-- START RECORDED INFORMATION --
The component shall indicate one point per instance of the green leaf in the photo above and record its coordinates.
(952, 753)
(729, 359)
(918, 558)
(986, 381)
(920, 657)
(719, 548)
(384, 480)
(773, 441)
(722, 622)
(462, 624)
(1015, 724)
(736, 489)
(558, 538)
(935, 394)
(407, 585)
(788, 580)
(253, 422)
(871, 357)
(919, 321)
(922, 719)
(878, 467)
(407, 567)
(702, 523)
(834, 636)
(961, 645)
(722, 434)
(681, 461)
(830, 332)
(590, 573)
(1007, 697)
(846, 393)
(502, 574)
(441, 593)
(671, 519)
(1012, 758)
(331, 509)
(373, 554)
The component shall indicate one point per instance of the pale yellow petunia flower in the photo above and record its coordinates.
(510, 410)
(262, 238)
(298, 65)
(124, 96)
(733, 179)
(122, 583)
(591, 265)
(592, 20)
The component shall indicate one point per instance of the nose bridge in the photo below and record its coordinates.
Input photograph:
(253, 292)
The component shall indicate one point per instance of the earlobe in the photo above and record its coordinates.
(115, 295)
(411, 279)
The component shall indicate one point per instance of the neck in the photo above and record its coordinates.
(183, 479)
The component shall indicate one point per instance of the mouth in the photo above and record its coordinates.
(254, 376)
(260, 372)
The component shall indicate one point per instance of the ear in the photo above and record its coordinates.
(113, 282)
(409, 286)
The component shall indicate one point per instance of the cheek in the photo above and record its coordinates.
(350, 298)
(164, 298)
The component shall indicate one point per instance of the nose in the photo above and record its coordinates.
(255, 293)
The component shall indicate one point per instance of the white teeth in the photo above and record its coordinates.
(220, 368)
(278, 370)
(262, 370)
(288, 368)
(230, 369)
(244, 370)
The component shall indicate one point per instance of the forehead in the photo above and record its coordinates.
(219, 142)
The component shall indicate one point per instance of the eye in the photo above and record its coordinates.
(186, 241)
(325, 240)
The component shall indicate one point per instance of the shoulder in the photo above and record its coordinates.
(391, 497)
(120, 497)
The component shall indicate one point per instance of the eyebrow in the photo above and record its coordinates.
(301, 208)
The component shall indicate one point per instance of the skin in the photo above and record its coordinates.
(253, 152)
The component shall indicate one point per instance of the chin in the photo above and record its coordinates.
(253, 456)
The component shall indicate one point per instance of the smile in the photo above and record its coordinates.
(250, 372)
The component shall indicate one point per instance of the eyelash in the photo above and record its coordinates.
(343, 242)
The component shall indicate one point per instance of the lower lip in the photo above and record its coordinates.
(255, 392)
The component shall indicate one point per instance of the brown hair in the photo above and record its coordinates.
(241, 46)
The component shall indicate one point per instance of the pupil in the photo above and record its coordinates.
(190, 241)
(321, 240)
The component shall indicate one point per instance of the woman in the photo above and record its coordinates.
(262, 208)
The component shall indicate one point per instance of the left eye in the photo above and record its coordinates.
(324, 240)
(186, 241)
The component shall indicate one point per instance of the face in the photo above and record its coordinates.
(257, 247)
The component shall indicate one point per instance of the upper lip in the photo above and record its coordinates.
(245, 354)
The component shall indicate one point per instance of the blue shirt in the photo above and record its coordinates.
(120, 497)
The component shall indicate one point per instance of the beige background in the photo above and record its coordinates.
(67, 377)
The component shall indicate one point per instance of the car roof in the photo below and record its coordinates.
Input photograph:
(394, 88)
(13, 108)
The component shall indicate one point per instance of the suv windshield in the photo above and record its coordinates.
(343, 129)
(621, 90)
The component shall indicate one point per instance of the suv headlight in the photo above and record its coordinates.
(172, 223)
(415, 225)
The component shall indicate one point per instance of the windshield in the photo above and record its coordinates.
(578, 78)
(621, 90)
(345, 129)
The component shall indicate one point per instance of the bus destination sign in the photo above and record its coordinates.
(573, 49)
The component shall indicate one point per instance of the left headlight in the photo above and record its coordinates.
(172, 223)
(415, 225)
-- END RECORDED INFORMATION --
Can you rewrite all of the records above as a numbered list, leaving out any blank lines?

1. The component shall indicate one point per instance of the green leaf in the photo above and record its coordinates.
2. (952, 753)
3. (729, 359)
4. (918, 558)
5. (986, 381)
6. (920, 657)
7. (719, 548)
8. (384, 480)
9. (773, 441)
10. (722, 622)
11. (462, 624)
12. (1015, 724)
13. (736, 489)
14. (558, 538)
15. (935, 394)
16. (407, 585)
17. (788, 580)
18. (253, 422)
19. (871, 357)
20. (919, 321)
21. (922, 719)
22. (878, 467)
23. (407, 567)
24. (702, 523)
25. (834, 636)
26. (961, 645)
27. (722, 434)
28. (681, 461)
29. (830, 332)
30. (590, 573)
31. (1007, 697)
32. (846, 393)
33. (502, 574)
34. (441, 593)
35. (671, 519)
36. (1012, 758)
37. (331, 509)
38. (373, 554)
39. The component shall indicate one point per instance of the pale yellow petunia flower in the photo above and record its coordinates.
40. (510, 410)
41. (262, 238)
42. (298, 65)
43. (124, 96)
44. (733, 179)
45. (122, 583)
46. (591, 265)
47. (592, 20)
48. The component shall indicate one point per instance of the nose bridge in the photo below and record its coordinates.
49. Input photograph:
50. (253, 292)
51. The component shall indicate one point per instance of the earlobe in the photo above and record its coordinates.
52. (115, 295)
53. (411, 279)
54. The component shall indicate one point per instance of the neck in the photo above and record its coordinates.
55. (183, 479)
56. The component shall indicate one point per instance of the mouth in the photo above and record its coordinates.
57. (254, 376)
58. (260, 372)
59. The component shall indicate one point per instance of the ear in the photo above and record its coordinates.
60. (113, 282)
61. (409, 286)
62. The component shall indicate one point per instance of the cheek in the photo above and record its coordinates.
63. (350, 298)
64. (164, 298)
65. The component shall indicate one point per instance of the nose in the photo above and record its coordinates.
66. (255, 293)
67. The component shall indicate one point per instance of the white teeth in the photo above and record its coordinates.
68. (220, 368)
69. (278, 370)
70. (262, 370)
71. (288, 368)
72. (230, 369)
73. (244, 370)
74. The component shall indicate one point per instance of the forehead in the photo above and record its coordinates.
75. (219, 142)
76. The component shall indicate one point per instance of the eye in the photo above and record its coordinates.
77. (186, 241)
78. (325, 240)
79. The component shall indicate one point per instance of the shoulder in the photo above and record its coordinates.
80. (391, 497)
81. (120, 497)
82. The component shall indicate one point per instance of the eyebrow in the photo above and record its coordinates.
83. (301, 208)
84. The component shall indicate one point per instance of the skin in the photo above and record its coordinates.
85. (253, 152)
86. The component shall indicate one point per instance of the chin in the photo above and record its coordinates.
87. (253, 456)
88. The component shall indicate one point per instance of the smile in the photo above and record its coordinates.
89. (250, 372)
90. The component shall indicate one point per instance of the eyelash in the photo above and record its coordinates.
91. (343, 242)
92. The component shall indicate one point per instance of the lower lip in the photo above and record its coordinates.
93. (255, 392)
94. The component shall indicate one point per instance of the brown hair in the photo above and record its coordinates.
95. (241, 46)
96. The component shall indicate one point per instance of the pupil in the photo above and record its coordinates.
97. (190, 241)
98. (321, 240)
99. The component shall indicate one point per instance of the woman in the photo above and record its coordinates.
100. (262, 208)
101. The component shall indicate one point per instance of the left eye in the photo above and record its coordinates.
102. (324, 240)
103. (186, 241)
104. The component shall indicate one point per instance of the face in the photo above and record its coordinates.
105. (257, 247)
106. The component shall indicate one point per instance of the upper lip in the photo above and record its coordinates.
107. (245, 354)
108. The component shall indicate one point per instance of the blue shirt in the photo above and record its coordinates.
109. (120, 497)
110. The component shall indicate one point per instance of the beige background in the photo above and record its coordinates.
111. (67, 377)
112. The component shall indicate one point per instance of the car roof in the photo below and record its coordinates.
113. Input photograph:
114. (394, 88)
115. (13, 108)
116. The component shall indicate one point per instance of the suv windshield in the photo above and record its coordinates.
117. (343, 129)
118. (621, 90)
119. The component shall indicate one point per instance of the suv headlight in the photo above and record its coordinates.
120. (172, 223)
121. (415, 225)
122. The component shall indicate one point per instance of the windshield in the photo above and record its coordinates.
123. (578, 78)
124. (621, 90)
125. (345, 129)
126. The component shall indicate one point per instance of the bus destination sign in the photo above and record its coordinates.
127. (573, 49)
128. The component shall indicate one point per instance of the left headlight in the photo above and record its coordinates.
129. (172, 223)
130. (415, 225)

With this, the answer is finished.